### To do
Rename "enclosing rectangle" to "bounding box" in the records, starting at the line that has "Annotation sprint — target object: aircraft" and stopping after the line that has "22,277,69,309"; give only those lines, otherwise unchanged.

### Data section
******************************
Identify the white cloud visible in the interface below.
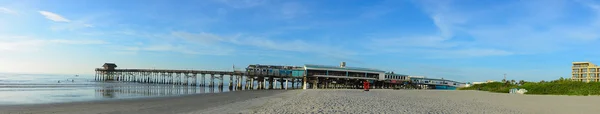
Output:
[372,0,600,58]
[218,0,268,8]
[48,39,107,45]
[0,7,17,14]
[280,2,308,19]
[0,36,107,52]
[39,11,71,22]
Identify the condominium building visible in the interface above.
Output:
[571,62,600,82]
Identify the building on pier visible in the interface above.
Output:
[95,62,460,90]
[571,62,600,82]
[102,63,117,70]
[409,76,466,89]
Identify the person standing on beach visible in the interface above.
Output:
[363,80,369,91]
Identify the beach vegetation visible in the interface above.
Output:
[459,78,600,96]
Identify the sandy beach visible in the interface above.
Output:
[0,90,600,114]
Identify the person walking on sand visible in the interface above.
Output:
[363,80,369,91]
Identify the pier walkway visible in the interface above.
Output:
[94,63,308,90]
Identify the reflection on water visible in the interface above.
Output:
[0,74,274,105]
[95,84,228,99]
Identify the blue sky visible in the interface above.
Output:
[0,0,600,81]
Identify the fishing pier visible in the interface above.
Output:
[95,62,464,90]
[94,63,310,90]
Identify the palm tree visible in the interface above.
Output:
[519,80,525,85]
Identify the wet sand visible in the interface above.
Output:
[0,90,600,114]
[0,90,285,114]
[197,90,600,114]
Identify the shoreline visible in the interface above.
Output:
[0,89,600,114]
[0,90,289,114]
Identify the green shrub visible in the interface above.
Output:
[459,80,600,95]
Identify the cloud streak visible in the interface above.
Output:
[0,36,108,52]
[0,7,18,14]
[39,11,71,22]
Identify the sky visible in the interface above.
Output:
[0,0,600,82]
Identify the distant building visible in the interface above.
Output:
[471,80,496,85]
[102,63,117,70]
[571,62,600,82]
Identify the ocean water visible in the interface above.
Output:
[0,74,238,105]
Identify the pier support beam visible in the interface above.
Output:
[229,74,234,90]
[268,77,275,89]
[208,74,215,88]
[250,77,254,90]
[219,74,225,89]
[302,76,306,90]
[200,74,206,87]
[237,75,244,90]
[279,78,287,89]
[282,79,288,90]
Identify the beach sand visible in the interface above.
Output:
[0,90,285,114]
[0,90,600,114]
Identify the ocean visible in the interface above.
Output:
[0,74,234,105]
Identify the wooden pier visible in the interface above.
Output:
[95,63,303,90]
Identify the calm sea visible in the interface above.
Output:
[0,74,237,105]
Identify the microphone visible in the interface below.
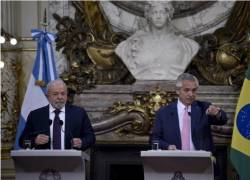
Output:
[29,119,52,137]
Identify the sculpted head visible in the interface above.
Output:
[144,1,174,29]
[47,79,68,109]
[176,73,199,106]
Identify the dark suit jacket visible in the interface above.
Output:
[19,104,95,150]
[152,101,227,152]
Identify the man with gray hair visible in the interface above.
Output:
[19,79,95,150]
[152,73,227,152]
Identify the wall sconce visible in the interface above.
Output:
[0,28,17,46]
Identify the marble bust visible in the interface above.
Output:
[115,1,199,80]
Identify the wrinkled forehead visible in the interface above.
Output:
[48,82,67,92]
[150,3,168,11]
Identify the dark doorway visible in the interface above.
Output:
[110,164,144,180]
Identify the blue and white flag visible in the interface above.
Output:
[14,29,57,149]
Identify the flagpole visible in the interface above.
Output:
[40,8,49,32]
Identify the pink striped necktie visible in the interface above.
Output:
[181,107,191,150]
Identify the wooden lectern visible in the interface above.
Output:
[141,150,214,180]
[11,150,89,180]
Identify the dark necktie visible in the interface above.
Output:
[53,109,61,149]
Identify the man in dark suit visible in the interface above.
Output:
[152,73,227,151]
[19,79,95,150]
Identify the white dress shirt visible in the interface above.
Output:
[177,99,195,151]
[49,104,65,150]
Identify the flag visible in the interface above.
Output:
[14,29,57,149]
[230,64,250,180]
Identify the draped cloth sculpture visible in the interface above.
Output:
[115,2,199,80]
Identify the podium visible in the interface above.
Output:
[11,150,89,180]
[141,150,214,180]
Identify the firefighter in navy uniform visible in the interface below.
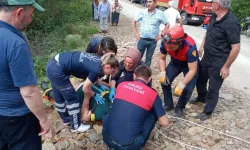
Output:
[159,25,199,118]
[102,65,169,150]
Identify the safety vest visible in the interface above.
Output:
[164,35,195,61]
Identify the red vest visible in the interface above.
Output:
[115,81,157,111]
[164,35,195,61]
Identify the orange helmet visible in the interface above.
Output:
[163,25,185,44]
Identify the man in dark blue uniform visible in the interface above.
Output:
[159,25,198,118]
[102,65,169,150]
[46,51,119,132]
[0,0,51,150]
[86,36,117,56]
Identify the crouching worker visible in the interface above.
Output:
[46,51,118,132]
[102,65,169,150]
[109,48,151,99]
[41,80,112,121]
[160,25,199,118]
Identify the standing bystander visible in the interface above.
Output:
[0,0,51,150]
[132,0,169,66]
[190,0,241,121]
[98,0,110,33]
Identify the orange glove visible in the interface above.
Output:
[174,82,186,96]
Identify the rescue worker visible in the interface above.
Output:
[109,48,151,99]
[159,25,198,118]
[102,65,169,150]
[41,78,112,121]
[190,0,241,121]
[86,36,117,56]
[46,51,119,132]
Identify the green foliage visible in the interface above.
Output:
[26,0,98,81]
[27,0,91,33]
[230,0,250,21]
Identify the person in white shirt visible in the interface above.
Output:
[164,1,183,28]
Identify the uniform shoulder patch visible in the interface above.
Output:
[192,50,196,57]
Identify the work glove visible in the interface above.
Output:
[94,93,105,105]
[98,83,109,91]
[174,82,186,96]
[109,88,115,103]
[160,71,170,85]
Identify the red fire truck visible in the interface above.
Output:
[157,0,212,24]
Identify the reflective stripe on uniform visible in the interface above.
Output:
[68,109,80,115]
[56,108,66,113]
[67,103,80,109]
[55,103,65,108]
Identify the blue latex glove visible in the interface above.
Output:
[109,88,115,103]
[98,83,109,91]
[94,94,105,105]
******************************
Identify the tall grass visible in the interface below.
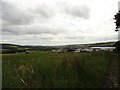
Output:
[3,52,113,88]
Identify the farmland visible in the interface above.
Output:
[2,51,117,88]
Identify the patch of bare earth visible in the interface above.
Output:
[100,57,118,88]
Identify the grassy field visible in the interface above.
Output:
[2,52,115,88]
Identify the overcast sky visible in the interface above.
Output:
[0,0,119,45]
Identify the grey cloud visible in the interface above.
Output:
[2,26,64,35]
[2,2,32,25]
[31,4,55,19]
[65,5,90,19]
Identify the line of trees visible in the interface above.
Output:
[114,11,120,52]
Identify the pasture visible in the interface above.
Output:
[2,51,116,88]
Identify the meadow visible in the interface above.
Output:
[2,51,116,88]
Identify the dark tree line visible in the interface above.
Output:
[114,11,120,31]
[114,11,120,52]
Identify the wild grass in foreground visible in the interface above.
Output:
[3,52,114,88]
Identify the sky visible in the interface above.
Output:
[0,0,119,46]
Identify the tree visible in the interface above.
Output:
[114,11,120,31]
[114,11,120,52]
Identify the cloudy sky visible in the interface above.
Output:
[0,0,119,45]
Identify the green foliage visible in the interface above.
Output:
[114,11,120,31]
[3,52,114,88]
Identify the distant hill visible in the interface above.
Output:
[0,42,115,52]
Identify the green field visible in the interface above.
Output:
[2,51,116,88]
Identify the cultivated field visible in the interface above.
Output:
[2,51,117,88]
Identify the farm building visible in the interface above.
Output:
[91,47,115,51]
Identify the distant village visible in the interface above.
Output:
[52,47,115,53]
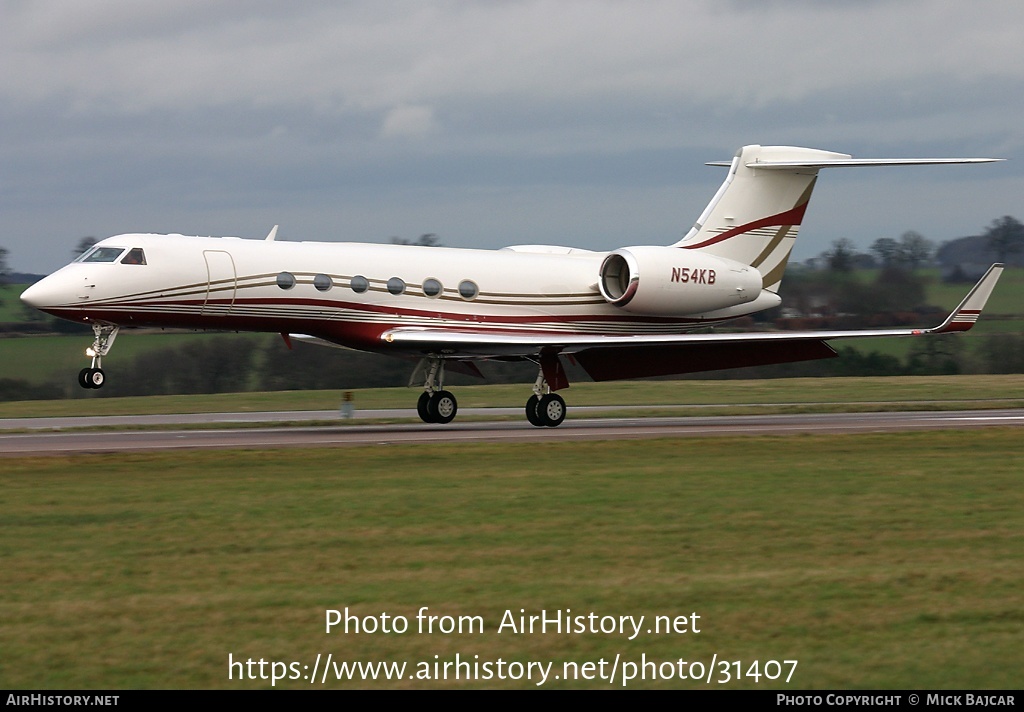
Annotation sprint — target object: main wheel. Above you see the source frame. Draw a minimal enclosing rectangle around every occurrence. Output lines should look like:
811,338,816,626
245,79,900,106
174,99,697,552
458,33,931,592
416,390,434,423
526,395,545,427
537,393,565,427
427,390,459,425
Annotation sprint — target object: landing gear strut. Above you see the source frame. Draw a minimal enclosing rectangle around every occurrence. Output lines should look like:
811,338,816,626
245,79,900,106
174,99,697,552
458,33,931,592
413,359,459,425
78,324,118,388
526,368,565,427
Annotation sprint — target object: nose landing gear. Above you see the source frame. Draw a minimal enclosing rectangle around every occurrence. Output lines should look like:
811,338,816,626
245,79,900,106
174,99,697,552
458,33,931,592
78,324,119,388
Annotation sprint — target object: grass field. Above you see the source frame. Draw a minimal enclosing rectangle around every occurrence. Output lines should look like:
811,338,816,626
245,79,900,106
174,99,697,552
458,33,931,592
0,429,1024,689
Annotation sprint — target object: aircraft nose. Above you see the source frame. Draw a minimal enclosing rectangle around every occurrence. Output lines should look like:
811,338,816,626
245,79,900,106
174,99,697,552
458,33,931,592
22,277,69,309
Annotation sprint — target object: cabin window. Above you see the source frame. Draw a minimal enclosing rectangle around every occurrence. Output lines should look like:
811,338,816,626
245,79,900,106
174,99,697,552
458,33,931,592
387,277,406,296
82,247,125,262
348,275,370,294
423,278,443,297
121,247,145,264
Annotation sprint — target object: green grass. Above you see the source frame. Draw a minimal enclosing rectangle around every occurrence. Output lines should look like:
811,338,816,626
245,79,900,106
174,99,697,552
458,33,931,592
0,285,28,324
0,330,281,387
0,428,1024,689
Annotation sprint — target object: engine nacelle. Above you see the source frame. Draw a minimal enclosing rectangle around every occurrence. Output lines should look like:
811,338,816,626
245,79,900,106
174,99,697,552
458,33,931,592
******************************
### Response
Annotation sprint — target object: aircraft nose. Above you see the source frame. Draw a minimal bounding box around every occurrence. Output lines should look like:
811,338,816,626
245,79,900,106
174,99,697,552
458,33,931,592
22,277,69,309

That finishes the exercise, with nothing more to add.